Pull out every line of the rows below that contains the string "water", and copy each one unchanged.

---------- Source material ----------

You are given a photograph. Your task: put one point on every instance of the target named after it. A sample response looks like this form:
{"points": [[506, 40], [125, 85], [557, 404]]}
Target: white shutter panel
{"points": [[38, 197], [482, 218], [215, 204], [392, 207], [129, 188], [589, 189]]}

----------
---------- Source material ----------

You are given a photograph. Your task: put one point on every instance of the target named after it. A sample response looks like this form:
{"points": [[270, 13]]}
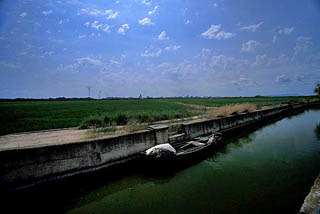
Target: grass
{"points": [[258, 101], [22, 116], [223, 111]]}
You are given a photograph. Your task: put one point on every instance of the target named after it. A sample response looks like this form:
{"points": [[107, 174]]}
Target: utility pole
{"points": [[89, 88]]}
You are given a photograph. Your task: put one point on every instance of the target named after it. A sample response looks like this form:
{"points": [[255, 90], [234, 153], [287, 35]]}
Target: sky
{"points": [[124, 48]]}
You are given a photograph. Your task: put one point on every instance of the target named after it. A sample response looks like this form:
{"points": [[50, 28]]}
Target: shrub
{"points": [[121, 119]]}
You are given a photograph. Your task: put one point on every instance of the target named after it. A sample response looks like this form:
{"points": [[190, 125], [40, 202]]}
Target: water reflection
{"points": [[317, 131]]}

----------
---------- Source material ----------

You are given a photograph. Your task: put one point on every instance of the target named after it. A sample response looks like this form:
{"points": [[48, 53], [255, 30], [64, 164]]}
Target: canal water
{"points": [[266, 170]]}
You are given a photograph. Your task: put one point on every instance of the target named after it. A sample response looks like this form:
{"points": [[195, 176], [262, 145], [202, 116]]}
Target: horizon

----------

Reply:
Target: water reflection
Target: canal water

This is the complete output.